■ WHAT NEEDS TO BE DONE ■
Copy only the lines from the one containing "the fallen branch" through the final line of the records below, exactly as written, with no pictures.

■ RECORDED INFORMATION ■
_ _ _ _

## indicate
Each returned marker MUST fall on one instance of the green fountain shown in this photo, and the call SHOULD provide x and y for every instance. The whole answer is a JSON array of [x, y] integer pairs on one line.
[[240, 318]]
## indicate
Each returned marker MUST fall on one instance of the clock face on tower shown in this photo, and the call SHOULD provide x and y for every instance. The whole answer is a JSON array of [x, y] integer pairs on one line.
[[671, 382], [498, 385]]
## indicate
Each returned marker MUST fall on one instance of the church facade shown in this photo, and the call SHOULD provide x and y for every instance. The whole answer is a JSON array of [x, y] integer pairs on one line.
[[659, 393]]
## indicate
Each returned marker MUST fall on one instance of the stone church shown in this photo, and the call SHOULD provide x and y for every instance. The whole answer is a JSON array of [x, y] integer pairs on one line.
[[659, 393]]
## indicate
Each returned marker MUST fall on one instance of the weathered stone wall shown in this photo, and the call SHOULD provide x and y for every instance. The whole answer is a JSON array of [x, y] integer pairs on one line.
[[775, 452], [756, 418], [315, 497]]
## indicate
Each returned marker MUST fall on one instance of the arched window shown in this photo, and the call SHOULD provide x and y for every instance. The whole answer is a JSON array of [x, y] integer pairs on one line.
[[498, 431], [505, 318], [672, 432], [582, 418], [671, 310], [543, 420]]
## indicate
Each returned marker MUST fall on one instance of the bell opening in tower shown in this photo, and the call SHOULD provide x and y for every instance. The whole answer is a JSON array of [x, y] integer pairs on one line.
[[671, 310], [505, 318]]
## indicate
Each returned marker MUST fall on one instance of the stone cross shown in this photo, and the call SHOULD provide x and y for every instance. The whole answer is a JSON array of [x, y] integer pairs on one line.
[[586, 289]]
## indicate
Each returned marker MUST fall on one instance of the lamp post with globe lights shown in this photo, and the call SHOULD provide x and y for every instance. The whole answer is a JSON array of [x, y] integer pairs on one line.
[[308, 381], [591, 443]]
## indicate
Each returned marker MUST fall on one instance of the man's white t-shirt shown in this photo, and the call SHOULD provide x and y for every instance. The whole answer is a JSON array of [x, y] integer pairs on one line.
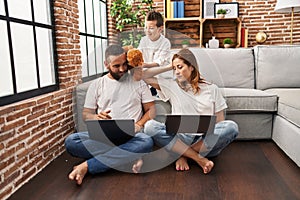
[[206, 102], [124, 97]]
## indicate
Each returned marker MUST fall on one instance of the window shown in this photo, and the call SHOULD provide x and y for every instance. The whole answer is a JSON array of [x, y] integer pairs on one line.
[[93, 36], [27, 56]]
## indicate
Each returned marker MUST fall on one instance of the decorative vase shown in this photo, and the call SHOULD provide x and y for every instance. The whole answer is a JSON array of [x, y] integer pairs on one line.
[[213, 43]]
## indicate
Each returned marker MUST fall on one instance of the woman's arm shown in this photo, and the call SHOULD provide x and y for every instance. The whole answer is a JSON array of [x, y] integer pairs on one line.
[[151, 72], [220, 116], [149, 113]]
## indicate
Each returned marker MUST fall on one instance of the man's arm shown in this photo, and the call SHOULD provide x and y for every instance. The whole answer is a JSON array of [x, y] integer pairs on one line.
[[88, 113], [149, 113]]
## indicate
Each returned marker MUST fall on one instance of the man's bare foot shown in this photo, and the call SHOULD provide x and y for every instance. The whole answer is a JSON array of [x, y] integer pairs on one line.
[[206, 165], [181, 164], [79, 172], [136, 167]]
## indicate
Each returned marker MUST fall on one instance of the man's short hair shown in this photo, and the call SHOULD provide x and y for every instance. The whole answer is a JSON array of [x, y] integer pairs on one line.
[[153, 15], [113, 50]]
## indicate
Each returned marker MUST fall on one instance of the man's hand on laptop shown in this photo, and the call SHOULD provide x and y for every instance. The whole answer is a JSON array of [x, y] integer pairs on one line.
[[104, 115]]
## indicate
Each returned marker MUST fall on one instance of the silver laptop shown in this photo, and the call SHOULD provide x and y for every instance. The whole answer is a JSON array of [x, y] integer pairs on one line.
[[190, 124], [111, 132]]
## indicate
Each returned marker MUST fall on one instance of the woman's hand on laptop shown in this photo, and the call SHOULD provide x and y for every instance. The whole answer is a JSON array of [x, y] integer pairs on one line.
[[104, 115], [137, 128]]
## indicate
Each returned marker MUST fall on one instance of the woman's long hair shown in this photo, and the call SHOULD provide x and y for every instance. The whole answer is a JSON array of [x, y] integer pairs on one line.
[[189, 59]]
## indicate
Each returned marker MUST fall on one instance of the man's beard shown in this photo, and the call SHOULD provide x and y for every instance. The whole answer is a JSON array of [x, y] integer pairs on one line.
[[116, 76]]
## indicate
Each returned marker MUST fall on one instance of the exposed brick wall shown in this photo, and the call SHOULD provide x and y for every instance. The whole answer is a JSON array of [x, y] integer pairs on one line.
[[32, 132], [256, 15]]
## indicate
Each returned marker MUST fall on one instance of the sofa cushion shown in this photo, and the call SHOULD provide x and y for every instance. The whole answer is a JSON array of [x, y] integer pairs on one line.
[[288, 104], [226, 67], [241, 100], [277, 66]]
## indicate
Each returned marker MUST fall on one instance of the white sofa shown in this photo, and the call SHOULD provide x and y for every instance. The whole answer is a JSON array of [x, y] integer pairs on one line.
[[261, 86]]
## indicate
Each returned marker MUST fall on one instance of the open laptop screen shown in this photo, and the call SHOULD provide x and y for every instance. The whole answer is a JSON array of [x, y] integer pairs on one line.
[[190, 124], [111, 132]]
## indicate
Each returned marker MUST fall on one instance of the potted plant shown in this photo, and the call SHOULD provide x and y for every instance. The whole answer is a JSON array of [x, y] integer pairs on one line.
[[221, 13], [127, 16], [185, 43], [227, 42]]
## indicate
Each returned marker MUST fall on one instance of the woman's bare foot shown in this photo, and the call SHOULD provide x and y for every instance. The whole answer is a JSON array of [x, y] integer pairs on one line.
[[181, 164], [136, 167], [206, 165], [79, 172]]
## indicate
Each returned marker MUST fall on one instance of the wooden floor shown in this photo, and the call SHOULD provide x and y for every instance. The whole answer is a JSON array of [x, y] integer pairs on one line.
[[244, 170]]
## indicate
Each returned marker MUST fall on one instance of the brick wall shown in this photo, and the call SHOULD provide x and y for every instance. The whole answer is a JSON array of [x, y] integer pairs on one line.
[[256, 15], [32, 132]]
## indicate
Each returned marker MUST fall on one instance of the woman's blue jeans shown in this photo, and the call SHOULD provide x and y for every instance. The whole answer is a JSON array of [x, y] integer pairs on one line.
[[224, 133], [101, 157]]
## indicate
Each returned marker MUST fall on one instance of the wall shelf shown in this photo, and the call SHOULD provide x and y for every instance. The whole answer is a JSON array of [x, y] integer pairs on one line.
[[196, 29]]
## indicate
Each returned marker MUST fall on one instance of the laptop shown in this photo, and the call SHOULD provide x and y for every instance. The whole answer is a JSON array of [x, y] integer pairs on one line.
[[190, 124], [112, 132]]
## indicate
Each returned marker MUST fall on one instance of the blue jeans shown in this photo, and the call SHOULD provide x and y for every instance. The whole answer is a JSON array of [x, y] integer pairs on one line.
[[225, 132], [101, 157]]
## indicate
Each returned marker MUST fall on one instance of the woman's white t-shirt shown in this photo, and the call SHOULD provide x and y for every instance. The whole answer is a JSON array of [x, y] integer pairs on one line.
[[206, 102], [124, 97]]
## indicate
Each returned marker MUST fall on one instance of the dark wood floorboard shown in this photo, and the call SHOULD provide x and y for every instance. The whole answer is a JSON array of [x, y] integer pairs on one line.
[[245, 170]]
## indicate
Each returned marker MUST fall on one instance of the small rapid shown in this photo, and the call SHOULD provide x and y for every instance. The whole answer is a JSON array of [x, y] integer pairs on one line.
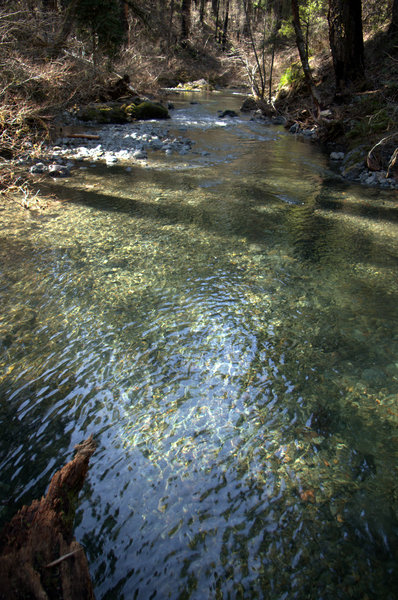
[[224, 321]]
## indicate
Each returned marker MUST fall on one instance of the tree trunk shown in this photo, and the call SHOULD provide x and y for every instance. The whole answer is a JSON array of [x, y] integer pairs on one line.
[[202, 11], [225, 27], [170, 26], [40, 537], [124, 16], [346, 42], [185, 20], [248, 9], [393, 29], [304, 56], [66, 28]]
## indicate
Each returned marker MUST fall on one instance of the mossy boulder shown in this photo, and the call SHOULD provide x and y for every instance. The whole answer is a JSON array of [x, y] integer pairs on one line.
[[103, 113], [117, 112], [147, 110]]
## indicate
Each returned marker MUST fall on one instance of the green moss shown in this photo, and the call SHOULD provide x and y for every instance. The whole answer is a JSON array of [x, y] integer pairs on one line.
[[292, 77], [148, 110], [378, 122], [103, 113]]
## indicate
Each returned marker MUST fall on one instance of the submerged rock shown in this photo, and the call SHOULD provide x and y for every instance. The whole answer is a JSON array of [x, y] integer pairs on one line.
[[148, 110], [228, 113], [248, 105], [56, 170]]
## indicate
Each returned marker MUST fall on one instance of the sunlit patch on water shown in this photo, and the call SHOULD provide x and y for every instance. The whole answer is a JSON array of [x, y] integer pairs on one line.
[[234, 353]]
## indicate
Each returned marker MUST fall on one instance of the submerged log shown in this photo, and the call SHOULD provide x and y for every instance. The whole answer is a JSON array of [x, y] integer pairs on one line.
[[85, 136], [39, 557]]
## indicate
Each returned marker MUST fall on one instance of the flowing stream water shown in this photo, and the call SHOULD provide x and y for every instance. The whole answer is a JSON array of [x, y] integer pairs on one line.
[[226, 324]]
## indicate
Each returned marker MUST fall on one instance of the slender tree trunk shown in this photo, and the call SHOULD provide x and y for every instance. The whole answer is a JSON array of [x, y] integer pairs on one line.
[[185, 20], [170, 26], [66, 28], [248, 9], [346, 42], [225, 27], [304, 56], [275, 28], [393, 29], [124, 15], [202, 11], [216, 12]]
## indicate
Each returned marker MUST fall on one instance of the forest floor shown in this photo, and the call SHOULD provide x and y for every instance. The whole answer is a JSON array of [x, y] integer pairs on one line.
[[353, 124]]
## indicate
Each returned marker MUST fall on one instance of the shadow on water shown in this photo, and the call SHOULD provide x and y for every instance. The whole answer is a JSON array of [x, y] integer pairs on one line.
[[235, 356]]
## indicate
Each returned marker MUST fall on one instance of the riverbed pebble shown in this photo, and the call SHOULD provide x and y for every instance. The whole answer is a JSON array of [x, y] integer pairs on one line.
[[121, 143]]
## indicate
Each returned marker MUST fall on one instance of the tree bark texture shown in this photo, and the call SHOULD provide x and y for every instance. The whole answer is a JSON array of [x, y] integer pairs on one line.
[[225, 27], [346, 42], [39, 558], [393, 29], [304, 56], [185, 20]]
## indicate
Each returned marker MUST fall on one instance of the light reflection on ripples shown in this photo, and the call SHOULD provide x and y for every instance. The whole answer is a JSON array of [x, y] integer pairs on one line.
[[235, 356]]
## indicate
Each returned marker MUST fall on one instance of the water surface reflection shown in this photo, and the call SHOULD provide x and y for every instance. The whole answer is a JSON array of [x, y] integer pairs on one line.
[[234, 348]]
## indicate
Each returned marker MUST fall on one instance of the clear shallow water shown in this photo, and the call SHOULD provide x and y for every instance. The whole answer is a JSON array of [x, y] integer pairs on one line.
[[226, 326]]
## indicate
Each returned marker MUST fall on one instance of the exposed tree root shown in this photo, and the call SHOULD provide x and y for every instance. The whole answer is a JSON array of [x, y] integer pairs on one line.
[[39, 558]]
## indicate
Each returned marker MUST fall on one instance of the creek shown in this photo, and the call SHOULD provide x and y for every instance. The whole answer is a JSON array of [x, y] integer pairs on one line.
[[226, 324]]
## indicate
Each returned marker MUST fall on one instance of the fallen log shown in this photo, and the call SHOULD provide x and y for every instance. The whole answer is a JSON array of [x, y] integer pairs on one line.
[[84, 136], [39, 557]]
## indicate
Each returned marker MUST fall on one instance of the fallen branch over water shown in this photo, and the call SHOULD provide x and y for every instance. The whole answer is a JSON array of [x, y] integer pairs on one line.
[[39, 557]]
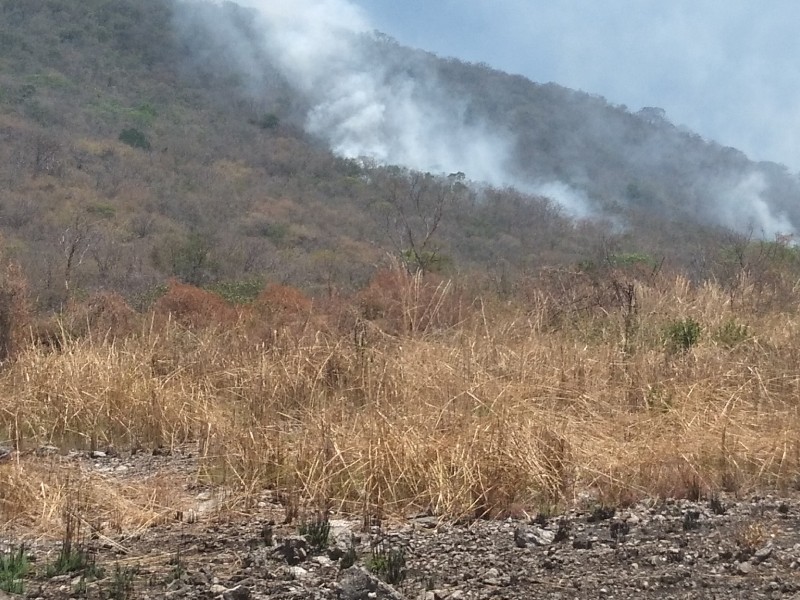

_ _ _ _

■ THE ANSWER ■
Each returned marker MUST fall on one instance of the fallen branch over water shown in this photo, and the call SHOULD provide x and y for every instance. The whole answer is a JSON array of [x, y] integer pairs on one line.
[[39, 557]]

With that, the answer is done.